#### INPUT ROWS

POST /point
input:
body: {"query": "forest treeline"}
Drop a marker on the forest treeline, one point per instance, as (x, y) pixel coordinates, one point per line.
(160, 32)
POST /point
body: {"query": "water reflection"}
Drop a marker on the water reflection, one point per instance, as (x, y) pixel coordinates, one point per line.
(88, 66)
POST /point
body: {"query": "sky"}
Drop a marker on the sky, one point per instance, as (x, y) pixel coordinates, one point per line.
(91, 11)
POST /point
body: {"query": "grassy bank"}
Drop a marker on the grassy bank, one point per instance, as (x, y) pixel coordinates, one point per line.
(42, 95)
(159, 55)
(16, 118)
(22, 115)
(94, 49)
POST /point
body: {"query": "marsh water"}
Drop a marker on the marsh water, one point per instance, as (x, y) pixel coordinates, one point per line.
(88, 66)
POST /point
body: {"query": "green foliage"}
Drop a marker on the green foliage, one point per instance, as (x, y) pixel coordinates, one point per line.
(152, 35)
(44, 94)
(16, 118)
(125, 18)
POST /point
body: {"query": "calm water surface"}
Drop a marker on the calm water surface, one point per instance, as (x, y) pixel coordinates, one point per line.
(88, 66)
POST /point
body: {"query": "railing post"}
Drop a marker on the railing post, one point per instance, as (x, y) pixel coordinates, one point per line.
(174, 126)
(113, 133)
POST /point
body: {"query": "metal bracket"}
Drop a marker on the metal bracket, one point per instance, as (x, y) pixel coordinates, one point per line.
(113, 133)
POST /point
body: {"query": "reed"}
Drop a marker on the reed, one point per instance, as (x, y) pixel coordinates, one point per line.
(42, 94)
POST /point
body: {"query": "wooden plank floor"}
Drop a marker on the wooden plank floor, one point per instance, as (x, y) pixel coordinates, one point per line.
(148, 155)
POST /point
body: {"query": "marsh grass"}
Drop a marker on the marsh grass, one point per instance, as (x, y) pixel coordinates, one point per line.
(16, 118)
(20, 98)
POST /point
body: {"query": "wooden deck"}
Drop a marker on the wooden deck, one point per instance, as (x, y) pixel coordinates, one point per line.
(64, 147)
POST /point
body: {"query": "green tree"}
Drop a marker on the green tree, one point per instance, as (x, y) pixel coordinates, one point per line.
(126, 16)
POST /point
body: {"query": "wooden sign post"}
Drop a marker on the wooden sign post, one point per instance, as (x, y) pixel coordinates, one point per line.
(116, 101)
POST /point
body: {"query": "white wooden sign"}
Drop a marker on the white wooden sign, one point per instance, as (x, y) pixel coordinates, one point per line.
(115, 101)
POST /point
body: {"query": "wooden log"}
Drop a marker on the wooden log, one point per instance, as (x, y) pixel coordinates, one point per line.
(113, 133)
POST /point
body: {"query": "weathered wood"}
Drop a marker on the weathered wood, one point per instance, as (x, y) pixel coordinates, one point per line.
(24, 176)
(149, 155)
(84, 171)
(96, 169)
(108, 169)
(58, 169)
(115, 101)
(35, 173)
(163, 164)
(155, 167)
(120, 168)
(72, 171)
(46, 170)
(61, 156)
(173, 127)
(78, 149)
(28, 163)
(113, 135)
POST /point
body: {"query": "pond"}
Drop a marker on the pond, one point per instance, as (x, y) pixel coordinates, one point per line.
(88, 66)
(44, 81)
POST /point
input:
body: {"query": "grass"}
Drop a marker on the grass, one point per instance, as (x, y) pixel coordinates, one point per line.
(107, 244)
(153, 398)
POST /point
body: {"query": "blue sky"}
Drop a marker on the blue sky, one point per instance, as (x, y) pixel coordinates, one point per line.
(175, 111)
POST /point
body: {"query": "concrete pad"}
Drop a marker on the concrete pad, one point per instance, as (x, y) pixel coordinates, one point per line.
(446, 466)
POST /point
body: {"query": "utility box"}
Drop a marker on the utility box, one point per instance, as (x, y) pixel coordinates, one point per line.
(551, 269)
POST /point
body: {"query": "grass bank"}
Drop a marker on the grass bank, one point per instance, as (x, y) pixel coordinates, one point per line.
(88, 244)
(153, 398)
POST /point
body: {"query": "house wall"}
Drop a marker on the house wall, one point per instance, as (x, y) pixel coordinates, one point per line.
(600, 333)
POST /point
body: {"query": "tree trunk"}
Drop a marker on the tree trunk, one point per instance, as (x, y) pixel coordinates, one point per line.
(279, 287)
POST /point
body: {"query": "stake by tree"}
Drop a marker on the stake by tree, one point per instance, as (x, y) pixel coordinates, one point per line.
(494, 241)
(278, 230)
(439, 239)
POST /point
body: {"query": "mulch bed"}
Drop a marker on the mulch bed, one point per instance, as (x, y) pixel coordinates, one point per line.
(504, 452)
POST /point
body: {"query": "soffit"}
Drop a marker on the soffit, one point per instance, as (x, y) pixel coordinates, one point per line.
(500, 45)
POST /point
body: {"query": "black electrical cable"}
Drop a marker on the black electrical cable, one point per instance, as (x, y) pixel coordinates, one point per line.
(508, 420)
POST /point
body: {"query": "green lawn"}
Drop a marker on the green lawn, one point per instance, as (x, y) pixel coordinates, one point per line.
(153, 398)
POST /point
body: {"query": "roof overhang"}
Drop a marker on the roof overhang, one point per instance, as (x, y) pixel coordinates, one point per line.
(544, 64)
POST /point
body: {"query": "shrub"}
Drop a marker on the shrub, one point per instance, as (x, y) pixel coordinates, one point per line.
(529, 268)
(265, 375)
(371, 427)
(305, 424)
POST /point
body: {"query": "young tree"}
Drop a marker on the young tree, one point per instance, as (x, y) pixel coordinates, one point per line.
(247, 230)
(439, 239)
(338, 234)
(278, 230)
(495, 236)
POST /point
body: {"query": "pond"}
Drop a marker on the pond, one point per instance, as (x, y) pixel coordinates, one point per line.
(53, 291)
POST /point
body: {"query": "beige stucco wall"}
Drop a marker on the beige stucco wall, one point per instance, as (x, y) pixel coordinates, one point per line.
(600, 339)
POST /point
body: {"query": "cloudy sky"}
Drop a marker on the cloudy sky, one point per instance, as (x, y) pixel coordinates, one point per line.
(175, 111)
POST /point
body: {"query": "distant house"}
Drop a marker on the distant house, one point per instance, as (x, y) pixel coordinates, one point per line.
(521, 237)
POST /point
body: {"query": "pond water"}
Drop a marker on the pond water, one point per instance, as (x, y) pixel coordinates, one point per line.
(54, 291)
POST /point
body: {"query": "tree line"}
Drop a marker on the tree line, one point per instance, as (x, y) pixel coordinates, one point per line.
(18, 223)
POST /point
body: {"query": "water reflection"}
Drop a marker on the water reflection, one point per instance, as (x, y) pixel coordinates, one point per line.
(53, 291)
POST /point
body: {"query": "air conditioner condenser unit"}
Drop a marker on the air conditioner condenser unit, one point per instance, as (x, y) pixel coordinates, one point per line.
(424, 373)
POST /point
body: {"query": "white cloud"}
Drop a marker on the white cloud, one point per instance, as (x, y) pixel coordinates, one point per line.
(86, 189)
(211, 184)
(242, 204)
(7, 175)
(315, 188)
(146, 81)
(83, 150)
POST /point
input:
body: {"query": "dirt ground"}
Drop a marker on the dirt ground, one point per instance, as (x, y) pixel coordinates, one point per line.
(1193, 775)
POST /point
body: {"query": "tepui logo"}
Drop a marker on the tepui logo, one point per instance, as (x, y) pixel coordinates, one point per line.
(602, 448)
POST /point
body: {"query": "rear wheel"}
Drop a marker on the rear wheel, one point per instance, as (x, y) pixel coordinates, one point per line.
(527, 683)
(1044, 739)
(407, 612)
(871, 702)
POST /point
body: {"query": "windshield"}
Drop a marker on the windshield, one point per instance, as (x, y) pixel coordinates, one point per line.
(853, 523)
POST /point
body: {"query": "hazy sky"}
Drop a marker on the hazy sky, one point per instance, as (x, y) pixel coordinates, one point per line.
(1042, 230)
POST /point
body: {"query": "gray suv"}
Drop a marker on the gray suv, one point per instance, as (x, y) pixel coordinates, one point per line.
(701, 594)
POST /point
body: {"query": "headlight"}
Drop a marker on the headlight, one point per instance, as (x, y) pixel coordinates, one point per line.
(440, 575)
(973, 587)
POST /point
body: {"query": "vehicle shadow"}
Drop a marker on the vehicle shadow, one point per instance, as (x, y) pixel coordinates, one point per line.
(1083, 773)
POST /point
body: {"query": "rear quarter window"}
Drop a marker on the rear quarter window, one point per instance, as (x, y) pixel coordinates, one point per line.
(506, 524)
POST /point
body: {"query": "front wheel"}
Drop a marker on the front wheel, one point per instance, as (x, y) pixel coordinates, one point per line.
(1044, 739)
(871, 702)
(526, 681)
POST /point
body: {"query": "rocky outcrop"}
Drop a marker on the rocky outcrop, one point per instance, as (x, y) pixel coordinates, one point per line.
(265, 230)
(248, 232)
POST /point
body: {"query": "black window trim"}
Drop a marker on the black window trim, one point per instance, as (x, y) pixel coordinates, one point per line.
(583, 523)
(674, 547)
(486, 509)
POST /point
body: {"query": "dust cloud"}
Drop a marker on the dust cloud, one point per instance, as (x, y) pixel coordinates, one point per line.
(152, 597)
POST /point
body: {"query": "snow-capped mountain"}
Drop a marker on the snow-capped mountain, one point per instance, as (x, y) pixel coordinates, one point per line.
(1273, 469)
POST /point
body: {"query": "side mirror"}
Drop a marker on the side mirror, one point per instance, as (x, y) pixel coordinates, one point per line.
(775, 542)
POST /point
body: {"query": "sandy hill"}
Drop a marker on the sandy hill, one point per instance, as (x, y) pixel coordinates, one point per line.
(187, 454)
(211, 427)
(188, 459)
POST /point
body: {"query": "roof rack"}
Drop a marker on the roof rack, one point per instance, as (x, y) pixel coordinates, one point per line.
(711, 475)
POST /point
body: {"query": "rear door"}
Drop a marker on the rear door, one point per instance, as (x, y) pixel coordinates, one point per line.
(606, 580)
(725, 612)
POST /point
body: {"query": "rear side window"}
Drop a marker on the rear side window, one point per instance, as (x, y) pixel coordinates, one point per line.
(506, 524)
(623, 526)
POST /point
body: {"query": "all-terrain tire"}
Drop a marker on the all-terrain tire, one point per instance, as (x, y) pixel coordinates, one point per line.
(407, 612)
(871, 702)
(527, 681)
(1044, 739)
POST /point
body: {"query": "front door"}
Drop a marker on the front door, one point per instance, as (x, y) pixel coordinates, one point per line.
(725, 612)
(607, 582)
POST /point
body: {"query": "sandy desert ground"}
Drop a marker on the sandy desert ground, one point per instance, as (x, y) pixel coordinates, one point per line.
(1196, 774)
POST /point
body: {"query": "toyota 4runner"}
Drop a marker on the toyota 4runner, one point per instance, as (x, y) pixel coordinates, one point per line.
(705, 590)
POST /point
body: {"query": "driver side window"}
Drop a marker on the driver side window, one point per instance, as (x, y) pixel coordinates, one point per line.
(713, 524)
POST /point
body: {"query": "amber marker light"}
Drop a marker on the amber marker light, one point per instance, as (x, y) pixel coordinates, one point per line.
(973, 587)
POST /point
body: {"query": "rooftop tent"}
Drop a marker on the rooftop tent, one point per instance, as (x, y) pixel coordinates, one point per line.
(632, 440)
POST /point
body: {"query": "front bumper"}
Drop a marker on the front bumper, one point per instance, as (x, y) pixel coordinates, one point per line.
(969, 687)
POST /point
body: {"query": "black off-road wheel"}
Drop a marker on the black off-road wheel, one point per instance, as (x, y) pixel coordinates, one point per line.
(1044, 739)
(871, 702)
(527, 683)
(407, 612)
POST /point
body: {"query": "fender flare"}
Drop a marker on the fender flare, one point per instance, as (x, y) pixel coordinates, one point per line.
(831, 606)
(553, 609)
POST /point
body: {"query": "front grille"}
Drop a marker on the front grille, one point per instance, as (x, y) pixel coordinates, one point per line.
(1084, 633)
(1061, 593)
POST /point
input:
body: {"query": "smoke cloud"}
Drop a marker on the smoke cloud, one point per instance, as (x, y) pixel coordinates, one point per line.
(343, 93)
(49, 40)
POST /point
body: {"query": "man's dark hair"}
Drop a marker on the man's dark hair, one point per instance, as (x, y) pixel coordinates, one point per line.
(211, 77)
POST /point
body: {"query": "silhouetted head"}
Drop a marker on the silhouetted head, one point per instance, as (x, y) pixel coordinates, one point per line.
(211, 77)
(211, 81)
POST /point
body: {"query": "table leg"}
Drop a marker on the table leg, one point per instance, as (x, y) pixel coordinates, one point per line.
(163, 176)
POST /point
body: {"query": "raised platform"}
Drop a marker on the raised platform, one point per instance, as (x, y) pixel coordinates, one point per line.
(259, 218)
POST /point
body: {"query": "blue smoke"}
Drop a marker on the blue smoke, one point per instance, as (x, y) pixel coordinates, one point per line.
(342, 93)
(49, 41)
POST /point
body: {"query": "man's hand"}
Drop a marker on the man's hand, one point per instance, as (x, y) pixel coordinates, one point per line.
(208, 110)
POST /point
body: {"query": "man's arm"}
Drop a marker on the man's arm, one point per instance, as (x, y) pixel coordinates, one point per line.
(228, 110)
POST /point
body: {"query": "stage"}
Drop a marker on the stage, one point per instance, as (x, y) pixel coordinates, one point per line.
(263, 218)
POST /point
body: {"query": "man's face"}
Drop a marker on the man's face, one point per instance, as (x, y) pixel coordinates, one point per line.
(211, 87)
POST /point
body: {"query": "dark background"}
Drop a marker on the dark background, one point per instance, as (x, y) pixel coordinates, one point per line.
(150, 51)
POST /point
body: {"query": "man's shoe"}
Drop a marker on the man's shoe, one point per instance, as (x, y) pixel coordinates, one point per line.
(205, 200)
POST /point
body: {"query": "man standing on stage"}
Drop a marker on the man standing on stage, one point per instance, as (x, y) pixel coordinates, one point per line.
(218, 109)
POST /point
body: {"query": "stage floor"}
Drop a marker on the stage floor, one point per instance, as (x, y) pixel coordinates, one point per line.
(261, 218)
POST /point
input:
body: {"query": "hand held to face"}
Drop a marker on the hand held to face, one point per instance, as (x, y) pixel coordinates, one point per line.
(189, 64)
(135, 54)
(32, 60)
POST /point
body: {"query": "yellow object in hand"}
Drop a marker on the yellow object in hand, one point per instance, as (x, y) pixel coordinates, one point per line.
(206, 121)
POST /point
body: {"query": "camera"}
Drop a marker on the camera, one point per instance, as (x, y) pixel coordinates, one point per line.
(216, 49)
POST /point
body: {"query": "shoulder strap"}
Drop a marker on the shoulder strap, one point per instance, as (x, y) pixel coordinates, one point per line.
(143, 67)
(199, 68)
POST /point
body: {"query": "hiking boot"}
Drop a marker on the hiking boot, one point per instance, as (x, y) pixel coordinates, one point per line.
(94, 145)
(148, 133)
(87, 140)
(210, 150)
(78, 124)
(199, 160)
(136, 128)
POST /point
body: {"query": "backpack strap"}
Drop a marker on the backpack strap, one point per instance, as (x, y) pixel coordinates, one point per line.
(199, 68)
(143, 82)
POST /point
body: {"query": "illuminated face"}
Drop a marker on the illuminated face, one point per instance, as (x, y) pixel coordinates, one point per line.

########

» WHAT IS ASKED
Find every line in the rows above that contains the word "reed" and copy each one.

» COMPLETED EXERCISE
body: {"query": "reed"}
Drop a marker on the reed, one point per instance, as (x, y) pixel coordinates, one point per line.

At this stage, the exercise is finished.